---------- 原文节选

AcWing 1660. 社交距离 II
原题链接
简单
作者:
Kyshren
,
2022-02-15 23:05:43
,
所有人可见
,
阅读 213
贪心求最短的半径,然后通过半径求在半径距离内连续的奶牛
#include <iostream>
#include <cstring>
#include <algorithm>
#include <vector>
using namespace std;
typedef pair<int, int> PII;
#define x first
#define y second
const int N = 1010,INF = 1e6 + 10;
int n;
PII a[N];
int main()
{
cin >> n;
for(int i = 0; i < n; i ++) scanf("%d%d", &a[i].x, &a[i].y);
sort(a, a + n);
int len = INF;
for(int i = 0; i < n; i ++)
if(a[i].y == 0)
{
int j = i;
while(a[j].y == 0 && j >= 0) j --;
if(j >= 0 && a[j].y == 1) len = min(len,a[i].x - a[j].x - 1);
j = i;
while(a[j].y == 0 && j < n) j ++;
if(j < n && a[j].y == 1) len = min(len,a[j].x - a[i].x - 1);
}
int res = 0;
for(int i = 0; i < n; i ++)
{
if(a[i].y == 1)
{
int j = i;
res ++;
while(a[j + 1].x - a[j].x <= len && j < n) j ++;
i = j;
}
}
cout << res << endl;
return 0;
}

--------------------

» **练习任务**:
1) 判断下列三项说法是否与这篇题解相符,逐项回答"是"或"否",并原样引用题解中起决定作用的文字:(a) 作者用贪心求最长的半径;(b) 读入数据后,程序先对数组排序;(c) 程序最后用 printf 输出结果。
2) 用两句话概括这篇题解。

---------- 所给数据

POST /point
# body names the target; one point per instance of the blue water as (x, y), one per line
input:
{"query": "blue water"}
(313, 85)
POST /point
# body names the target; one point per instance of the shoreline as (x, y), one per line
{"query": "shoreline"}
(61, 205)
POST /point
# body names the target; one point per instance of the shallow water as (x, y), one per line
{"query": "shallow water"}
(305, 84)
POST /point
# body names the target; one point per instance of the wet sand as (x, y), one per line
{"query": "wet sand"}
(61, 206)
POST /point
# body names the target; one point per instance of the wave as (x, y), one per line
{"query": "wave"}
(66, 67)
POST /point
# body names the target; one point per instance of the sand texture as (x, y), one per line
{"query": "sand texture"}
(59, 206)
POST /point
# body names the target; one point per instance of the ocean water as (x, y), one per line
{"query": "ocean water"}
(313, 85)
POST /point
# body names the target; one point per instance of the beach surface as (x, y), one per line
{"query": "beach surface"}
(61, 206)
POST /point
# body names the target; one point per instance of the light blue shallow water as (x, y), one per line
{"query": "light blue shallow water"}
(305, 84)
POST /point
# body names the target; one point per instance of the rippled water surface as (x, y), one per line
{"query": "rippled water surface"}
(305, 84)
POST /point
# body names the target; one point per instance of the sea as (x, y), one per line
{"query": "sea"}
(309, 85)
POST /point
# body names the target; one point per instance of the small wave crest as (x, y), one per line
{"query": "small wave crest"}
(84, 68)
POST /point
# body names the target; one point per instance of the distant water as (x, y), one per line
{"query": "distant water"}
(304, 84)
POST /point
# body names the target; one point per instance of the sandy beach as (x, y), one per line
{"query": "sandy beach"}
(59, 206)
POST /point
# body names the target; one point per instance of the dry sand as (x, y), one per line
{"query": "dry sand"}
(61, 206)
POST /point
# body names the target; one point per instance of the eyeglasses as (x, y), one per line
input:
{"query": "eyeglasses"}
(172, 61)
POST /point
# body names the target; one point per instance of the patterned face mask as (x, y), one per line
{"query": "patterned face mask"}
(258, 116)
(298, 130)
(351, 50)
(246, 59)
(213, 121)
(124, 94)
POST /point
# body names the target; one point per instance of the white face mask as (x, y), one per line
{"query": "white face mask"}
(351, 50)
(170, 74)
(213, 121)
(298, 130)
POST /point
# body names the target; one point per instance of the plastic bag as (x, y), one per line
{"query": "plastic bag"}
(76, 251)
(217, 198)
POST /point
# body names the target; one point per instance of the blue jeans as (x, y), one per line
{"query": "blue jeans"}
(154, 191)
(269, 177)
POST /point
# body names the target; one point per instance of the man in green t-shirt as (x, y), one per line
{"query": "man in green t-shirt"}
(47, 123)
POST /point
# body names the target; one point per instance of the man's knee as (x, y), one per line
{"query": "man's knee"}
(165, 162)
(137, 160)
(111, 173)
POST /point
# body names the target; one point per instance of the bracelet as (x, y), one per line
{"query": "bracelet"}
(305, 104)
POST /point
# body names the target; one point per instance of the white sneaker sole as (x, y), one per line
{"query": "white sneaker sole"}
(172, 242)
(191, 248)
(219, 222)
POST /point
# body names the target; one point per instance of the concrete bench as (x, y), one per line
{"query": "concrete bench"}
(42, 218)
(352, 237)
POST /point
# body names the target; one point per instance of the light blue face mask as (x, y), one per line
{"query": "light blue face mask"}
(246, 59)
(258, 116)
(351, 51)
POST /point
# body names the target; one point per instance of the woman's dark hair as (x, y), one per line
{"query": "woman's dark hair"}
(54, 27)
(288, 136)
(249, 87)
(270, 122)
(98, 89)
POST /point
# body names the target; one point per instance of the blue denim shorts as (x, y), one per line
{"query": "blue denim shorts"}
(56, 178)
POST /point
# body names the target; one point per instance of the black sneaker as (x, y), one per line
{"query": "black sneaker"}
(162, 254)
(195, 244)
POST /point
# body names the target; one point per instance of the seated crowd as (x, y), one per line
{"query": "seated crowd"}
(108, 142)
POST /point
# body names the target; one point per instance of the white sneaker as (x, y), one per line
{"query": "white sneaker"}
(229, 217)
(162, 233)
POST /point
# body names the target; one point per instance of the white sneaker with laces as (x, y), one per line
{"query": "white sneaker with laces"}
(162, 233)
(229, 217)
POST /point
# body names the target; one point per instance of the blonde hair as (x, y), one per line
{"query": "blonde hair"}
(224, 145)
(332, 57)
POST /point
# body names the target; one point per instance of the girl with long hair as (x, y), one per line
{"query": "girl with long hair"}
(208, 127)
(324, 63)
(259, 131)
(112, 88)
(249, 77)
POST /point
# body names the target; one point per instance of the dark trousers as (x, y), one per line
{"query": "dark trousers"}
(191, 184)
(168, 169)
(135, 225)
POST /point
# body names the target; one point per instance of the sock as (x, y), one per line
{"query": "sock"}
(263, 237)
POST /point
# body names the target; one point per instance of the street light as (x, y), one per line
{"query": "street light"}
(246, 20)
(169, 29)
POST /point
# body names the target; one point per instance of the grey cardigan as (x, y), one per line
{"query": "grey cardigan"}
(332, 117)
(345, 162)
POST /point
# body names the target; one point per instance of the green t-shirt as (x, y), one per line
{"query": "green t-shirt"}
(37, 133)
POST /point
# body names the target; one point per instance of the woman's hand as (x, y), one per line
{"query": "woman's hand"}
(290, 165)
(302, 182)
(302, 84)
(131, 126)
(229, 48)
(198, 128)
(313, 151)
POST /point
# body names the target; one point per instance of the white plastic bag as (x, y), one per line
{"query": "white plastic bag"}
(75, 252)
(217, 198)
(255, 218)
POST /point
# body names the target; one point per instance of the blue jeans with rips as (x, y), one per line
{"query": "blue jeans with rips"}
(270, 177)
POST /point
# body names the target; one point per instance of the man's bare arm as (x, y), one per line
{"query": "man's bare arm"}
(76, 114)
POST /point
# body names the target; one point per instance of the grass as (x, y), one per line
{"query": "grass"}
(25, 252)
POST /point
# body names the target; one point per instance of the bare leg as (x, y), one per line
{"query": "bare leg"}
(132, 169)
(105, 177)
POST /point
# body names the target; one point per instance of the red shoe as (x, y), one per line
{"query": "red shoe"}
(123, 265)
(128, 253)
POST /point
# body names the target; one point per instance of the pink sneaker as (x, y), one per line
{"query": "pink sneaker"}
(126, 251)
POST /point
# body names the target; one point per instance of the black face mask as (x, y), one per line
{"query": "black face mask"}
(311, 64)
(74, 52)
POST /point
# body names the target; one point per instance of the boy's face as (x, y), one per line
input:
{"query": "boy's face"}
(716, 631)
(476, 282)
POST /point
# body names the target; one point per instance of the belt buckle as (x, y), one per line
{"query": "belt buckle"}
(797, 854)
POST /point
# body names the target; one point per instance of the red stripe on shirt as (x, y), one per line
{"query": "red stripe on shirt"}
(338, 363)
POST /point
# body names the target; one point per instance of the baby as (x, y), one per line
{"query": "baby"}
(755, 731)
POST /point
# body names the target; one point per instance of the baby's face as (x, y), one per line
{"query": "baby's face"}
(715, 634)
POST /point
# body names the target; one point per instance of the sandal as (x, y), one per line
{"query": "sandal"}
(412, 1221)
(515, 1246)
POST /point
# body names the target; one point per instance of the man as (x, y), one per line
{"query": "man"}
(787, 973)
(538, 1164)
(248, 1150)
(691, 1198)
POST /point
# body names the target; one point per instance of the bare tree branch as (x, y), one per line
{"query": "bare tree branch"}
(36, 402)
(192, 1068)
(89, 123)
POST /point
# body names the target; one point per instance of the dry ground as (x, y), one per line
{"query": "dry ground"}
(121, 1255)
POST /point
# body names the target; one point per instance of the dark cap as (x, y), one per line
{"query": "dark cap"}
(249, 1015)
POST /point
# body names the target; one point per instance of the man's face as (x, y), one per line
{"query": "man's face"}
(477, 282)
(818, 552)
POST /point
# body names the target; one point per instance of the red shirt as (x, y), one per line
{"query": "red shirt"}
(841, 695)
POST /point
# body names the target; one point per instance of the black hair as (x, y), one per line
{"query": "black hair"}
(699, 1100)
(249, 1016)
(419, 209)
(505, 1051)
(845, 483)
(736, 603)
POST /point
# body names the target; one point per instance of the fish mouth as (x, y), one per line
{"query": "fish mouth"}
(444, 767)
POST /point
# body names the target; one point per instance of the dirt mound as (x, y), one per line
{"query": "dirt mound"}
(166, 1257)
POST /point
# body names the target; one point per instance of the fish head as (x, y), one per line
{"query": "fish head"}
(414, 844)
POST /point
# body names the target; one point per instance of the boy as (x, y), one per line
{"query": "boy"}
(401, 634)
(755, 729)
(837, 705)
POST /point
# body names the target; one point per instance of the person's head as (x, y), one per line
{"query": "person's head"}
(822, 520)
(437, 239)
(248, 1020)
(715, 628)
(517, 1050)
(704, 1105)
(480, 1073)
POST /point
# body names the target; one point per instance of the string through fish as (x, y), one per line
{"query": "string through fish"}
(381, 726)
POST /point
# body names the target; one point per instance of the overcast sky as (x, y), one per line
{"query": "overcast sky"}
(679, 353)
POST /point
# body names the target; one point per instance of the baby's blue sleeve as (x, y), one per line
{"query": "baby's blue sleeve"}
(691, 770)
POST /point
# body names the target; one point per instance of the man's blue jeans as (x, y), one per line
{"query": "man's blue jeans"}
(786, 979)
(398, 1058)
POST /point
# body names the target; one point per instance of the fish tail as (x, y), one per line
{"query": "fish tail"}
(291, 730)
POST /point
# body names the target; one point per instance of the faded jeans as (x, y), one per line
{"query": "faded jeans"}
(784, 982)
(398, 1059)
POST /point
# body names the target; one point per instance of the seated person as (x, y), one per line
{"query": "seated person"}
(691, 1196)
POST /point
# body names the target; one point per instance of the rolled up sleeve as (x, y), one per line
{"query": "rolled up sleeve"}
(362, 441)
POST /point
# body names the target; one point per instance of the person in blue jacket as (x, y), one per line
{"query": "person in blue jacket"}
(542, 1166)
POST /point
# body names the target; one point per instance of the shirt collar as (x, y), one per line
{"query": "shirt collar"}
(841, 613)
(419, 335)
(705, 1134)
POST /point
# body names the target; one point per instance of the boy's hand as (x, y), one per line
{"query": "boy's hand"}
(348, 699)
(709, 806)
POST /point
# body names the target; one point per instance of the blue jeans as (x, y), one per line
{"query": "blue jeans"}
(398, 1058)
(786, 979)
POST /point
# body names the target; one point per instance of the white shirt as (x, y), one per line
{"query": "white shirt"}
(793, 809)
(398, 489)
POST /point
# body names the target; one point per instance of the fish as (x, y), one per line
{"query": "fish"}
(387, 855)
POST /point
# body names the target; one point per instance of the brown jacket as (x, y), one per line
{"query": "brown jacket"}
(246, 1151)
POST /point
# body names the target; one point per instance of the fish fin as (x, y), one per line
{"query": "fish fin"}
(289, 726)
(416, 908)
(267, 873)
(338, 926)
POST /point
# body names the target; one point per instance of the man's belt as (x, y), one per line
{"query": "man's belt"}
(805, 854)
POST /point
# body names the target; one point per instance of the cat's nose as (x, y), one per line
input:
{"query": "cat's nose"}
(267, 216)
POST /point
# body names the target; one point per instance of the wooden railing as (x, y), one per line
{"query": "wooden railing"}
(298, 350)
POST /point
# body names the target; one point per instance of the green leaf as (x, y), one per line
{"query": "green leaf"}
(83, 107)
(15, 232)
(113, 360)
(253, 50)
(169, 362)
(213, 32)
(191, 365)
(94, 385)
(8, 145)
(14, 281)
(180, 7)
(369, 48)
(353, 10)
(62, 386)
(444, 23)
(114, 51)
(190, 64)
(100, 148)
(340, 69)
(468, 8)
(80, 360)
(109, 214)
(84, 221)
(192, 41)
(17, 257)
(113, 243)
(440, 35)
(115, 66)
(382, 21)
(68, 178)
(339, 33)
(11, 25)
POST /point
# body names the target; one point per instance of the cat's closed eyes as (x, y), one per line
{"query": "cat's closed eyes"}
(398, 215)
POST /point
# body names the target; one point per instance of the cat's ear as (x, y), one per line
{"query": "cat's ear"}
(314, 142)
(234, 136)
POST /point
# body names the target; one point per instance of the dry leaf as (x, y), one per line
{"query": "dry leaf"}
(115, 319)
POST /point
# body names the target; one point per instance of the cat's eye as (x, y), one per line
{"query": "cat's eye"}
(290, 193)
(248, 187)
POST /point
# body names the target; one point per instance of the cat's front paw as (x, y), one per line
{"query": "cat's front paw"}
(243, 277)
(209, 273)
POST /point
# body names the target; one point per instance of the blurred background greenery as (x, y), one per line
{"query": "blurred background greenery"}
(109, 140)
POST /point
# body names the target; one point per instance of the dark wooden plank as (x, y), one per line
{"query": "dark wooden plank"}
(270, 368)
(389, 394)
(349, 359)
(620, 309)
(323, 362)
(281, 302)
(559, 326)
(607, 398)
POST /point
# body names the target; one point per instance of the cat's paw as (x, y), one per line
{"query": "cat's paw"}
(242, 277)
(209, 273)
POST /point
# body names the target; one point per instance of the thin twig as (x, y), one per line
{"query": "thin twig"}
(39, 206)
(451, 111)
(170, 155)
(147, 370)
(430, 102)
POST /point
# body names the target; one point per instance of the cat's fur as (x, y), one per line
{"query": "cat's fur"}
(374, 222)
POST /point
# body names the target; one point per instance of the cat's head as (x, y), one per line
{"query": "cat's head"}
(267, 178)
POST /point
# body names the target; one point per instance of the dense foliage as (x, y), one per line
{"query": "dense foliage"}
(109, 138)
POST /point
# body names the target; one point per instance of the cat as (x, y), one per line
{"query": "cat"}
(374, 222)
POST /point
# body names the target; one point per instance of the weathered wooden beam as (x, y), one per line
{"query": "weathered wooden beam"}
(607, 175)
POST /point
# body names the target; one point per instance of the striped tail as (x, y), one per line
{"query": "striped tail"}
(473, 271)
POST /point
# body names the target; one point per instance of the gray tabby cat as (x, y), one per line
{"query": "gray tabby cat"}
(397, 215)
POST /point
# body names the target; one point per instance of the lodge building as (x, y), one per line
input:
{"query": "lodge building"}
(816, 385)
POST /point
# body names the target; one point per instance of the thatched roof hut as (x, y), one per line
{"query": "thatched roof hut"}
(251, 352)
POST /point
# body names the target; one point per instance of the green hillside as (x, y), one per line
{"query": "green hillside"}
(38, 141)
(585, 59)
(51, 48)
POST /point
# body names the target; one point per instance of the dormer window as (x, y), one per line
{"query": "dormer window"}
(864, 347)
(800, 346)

--------------------

» **参考答案**:
1)
(a) 否:"贪心求最短的半径"
(b) 是:"sort(a, a + n);"
(c) 否:"cout << res << endl;"

2) 这篇题解针对"AcWing 1660. 社交距离 II",先用贪心求出最短的半径,再根据这个半径求出在半径距离内连续的奶牛。代码读入 n 对整数并排序,遍历后取得 len 的最小值,再据此统计 res,最后用 cout 输出。